**WHAT YOU WILL DO**
Below are the records. Transcribe them exactly.

INFORMATION SUPPLIED section start

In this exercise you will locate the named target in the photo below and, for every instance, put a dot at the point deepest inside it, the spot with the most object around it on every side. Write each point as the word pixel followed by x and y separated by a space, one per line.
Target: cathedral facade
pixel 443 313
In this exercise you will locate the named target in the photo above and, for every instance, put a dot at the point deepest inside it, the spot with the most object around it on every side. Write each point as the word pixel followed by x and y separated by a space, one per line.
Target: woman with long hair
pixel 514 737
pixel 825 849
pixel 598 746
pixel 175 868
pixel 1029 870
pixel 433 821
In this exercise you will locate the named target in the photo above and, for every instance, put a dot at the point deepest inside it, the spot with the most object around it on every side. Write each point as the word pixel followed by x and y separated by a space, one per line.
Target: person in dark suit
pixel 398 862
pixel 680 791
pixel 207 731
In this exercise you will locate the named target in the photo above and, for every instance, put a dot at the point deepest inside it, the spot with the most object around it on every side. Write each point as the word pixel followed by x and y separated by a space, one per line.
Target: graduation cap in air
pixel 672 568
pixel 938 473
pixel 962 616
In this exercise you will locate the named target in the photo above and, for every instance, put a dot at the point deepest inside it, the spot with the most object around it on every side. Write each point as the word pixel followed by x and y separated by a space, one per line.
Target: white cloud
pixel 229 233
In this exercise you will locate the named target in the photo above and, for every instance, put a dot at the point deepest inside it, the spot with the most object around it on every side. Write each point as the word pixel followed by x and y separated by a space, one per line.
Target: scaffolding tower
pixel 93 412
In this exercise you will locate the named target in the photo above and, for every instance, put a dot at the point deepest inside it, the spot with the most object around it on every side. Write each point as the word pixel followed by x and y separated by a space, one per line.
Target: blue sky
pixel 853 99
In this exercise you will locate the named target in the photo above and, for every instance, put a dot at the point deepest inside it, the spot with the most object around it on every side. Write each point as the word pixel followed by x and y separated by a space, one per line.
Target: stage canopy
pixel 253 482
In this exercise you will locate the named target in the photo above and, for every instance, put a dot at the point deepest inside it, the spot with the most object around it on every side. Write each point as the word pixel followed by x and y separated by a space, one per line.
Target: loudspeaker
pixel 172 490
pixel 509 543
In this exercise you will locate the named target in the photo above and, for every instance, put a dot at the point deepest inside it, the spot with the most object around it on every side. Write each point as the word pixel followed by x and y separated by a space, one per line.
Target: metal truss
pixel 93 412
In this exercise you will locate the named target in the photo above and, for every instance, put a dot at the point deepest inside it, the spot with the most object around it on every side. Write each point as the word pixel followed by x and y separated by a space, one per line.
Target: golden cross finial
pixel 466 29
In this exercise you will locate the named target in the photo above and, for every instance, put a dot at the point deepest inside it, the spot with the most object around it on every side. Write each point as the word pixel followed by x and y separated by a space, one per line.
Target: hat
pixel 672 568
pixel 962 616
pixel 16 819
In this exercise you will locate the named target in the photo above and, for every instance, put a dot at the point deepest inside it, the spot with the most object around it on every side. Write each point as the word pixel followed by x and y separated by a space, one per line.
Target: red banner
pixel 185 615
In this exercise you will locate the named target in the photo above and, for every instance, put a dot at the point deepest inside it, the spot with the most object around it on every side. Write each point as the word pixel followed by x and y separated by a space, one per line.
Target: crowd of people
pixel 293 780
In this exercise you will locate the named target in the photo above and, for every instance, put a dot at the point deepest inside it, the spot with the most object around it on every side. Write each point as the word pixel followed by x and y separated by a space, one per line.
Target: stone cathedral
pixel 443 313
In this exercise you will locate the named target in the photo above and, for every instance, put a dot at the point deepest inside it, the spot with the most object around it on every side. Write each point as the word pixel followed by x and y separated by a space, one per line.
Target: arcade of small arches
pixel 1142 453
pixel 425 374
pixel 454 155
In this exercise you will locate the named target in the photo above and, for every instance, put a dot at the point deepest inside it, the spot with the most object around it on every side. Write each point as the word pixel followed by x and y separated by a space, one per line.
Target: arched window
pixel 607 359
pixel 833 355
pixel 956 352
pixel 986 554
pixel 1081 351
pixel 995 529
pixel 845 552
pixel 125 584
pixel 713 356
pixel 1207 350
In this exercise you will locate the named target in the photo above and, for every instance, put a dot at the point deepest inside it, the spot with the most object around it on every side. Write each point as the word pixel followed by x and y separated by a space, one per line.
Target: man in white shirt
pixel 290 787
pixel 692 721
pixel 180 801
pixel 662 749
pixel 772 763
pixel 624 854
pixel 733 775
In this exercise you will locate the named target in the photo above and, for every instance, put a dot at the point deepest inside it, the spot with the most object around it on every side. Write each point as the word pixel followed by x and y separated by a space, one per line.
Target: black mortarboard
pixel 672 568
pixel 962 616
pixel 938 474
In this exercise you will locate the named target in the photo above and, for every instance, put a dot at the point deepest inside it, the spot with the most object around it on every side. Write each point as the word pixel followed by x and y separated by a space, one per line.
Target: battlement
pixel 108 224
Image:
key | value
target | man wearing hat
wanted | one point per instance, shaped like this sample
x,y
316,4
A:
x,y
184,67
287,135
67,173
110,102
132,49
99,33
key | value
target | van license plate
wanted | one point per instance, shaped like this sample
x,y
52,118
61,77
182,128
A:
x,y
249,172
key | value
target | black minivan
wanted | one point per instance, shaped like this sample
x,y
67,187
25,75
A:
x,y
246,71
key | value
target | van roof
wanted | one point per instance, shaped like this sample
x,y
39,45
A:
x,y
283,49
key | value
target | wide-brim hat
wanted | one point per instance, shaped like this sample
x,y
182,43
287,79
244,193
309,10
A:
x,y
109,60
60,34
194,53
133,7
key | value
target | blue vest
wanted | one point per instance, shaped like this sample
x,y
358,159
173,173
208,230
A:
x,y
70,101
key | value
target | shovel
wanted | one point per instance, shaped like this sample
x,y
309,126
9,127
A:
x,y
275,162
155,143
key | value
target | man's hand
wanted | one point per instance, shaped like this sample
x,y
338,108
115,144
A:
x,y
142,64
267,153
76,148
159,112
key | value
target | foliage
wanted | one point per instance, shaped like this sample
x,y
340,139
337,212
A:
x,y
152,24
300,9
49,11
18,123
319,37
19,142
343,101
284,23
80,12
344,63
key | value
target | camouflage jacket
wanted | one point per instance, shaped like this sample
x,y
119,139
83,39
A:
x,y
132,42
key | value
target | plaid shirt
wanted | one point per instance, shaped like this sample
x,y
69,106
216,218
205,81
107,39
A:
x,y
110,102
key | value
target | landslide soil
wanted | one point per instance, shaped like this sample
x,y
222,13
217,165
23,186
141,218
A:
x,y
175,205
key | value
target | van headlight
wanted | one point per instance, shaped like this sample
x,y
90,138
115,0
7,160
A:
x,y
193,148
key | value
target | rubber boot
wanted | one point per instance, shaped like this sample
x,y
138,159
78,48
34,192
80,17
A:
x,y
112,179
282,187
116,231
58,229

INFORMATION SUPPLIED section end

**ANSWER FOR THIS EXERCISE**
In this exercise you will locate the named target in the photo below and, for every instance, put a dot at the point deepest inside it, the spot with the most object around it on every side. Write each point as the word pixel followed by x and y separated by a space, one per line.
Target: cathedral facade
pixel 443 313
In this exercise you will locate the named target in the photo above and, for every instance, put a dot at the point deepest inside it, the spot with the most object around it on every side. Write each point as the word pixel followed by x and y separated by a space, one per line.
Target: woman with long hair
pixel 514 737
pixel 825 849
pixel 598 746
pixel 175 868
pixel 1029 870
pixel 433 821
In this exercise you will locate the named target in the photo above and, for every instance, put a dot at the point deepest inside it, the spot with the most object around it on every side. Write each point as the word pixel followed by x and y separated by a space, one per line.
Target: person in dark suit
pixel 398 862
pixel 680 791
pixel 207 731
In this exercise you will locate the named target in the photo above and, for every instance, put a dot at the point deepest inside it, the spot with the most object around it on every side. Write each point as the word pixel followed by x and y separated by a space, one per line.
Target: graduation cap in air
pixel 672 568
pixel 938 473
pixel 962 616
In this exercise you will locate the named target in the photo above and, for every instance, put a dot at the point deepest inside it, the spot with the most object around it on every side. Write each point as the word pixel followed by x and y separated by a space, one per line.
Target: white cloud
pixel 229 233
In this exercise you will locate the named target in the photo above and, for every instance, put a dot at the point deepest inside it, the spot with the most object around it on every side. Write each point as the word pixel followed by x and y separated by a space, one per line.
Target: scaffolding tower
pixel 93 412
In this exercise you will locate the named target in the photo above and, for every instance, put a dot at the point deepest inside it, the spot with the most object around it on every side. Write each point as the word pixel followed by x and y separated by a space, one per line.
Target: blue sky
pixel 853 99
In this exercise you will locate the named target in the photo above and, for every instance, put a dot at the point deepest inside it, the spot with the most object around it on every side. Write each point as the word pixel followed by x and y separated by a space, one per line.
Target: stage canopy
pixel 253 482
In this exercise you will locate the named target in the photo above and, for every instance, put a dot at the point deepest inside it, the spot with the most object around it on every side. Write each point as the word pixel followed by x and y separated by a space, one per line.
Target: loudspeaker
pixel 172 490
pixel 509 543
In this exercise you will locate the named target in the photo above and, for every instance, put a dot at the point deepest inside it, the spot with the most object around it on every side. Write each point as the word pixel followed by x and y separated by a space, one per line.
Target: metal truss
pixel 93 412
In this exercise you will locate the named target in the photo above and, for every instance, put a dot at the point deepest inside it, the spot with the most object around it on every side. Write each point as the word pixel followed by x and y separated by a space, one per line.
Target: golden cross finial
pixel 466 29
In this exercise you will locate the named target in the photo above and, for every instance, put a dot at the point deepest inside it, the spot with the most object around it on every side. Write each point as the word pixel followed by x and y separated by a space, one per line.
Target: hat
pixel 672 568
pixel 962 616
pixel 16 819
In this exercise you will locate the named target in the photo above and, for every instance, put a dot at the point deepest inside it, the spot with the most object around it on every side. Write each point as the word pixel followed by x and y separated by a space, one per line.
Target: red banner
pixel 185 615
In this exercise you will locate the named target in the photo above and, for every instance, put a dot at the point deepest inside it, the spot with the most object around it on every side. Write each point as the word pixel followed by x and y separated by a space, one per line.
Target: crowd of people
pixel 293 780
In this exercise you will locate the named target in the photo above and, for every instance, put a dot at the point deepest inside it, the spot with the most object around it on every side. Write each point as the word pixel followed by x and y separated by a space, one per line.
Target: stone cathedral
pixel 443 313
In this exercise you will locate the named target in the photo above and, for every instance, put a dot at the point deepest inside it, the spot with the most object around it on every side. Write each point as the word pixel followed by x and y separated by a space, one per line.
Target: arcade of small arches
pixel 1142 453
pixel 425 374
pixel 454 155
In this exercise you will locate the named target in the photo above and, for every instance, put a dot at the point deepest inside it, the spot with the most object around it on every side. Write each point as the word pixel followed by x and y separated by a space, one per line.
Target: arched window
pixel 607 359
pixel 833 355
pixel 956 352
pixel 986 554
pixel 1081 351
pixel 995 529
pixel 845 552
pixel 125 584
pixel 713 356
pixel 1207 350
In this exercise you will locate the named target in the photo above and, for every instance, put a dot at the point deepest inside it, the spot with the most object around it on every side. Write each point as the word pixel followed by x and y separated by a space, one per line.
Target: man in white shirt
pixel 290 787
pixel 692 721
pixel 180 801
pixel 662 749
pixel 772 763
pixel 624 854
pixel 733 775
In this exercise you will locate the named target in the photo above and, for every instance, put a dot at the point deepest inside it, the spot with the most object around it on every side. Write each point as the word pixel followed by x and y separated by a space, one per line.
Target: black mortarboard
pixel 672 568
pixel 962 616
pixel 938 474
In this exercise you will locate the named target in the photo above and, for every instance, put a dot at the point deepest inside it, the spot with the most object around it on every side. Write each point as the word pixel followed by x and y separated by a space, one per line.
Target: battlement
pixel 108 224
Image:
key | value
target | man wearing hat
wanted | one point per instance, shaped like this sample
x,y
316,4
A:
x,y
184,67
287,135
67,173
110,102
132,49
99,33
key | value
target | van license plate
wanted | one point per instance, shaped like this sample
x,y
52,118
61,77
182,128
A:
x,y
249,172
key | value
target | black minivan
wanted | one point per instance, shaped like this sample
x,y
67,187
25,75
A:
x,y
246,71
key | value
target | van roof
wanted | one point per instance, shaped like this sample
x,y
39,45
A:
x,y
283,49
key | value
target | wide-brim hat
wanted | one point per instance, shaped like this sample
x,y
182,43
287,79
244,193
309,10
A:
x,y
109,60
60,34
194,53
133,7
key | value
target | blue vest
wanted | one point per instance, shaped like this sample
x,y
358,159
173,173
208,230
A:
x,y
70,101
key | value
target | shovel
wanted | one point per instance, shaped like this sample
x,y
309,126
9,127
A:
x,y
275,162
155,143
key | value
target | man's hand
wanted | one point per instance, shaped like this sample
x,y
338,108
115,144
A:
x,y
142,64
267,153
76,148
159,112
key | value
target | foliage
wanted | one point per instance, shaped like this sample
x,y
340,139
337,212
A:
x,y
152,24
300,9
49,11
18,123
319,37
19,142
343,101
284,23
80,12
344,63
key | value
target | camouflage jacket
wanted | one point per instance, shaped like this sample
x,y
119,139
83,39
A:
x,y
132,42
key | value
target | plaid shirt
wanted | one point per instance, shaped like this sample
x,y
69,106
216,218
205,81
107,39
A:
x,y
110,102
key | value
target | landslide soil
wanted | one point per instance, shaped like this sample
x,y
222,13
217,165
23,186
141,218
A:
x,y
175,205
key | value
target | van headlight
wanted | one point per instance, shaped like this sample
x,y
90,138
115,0
7,160
A:
x,y
193,148
key | value
target | rubber boot
wanted | one point per instance, shaped like this sample
x,y
138,159
78,48
34,192
80,17
A:
x,y
112,179
282,187
116,231
58,229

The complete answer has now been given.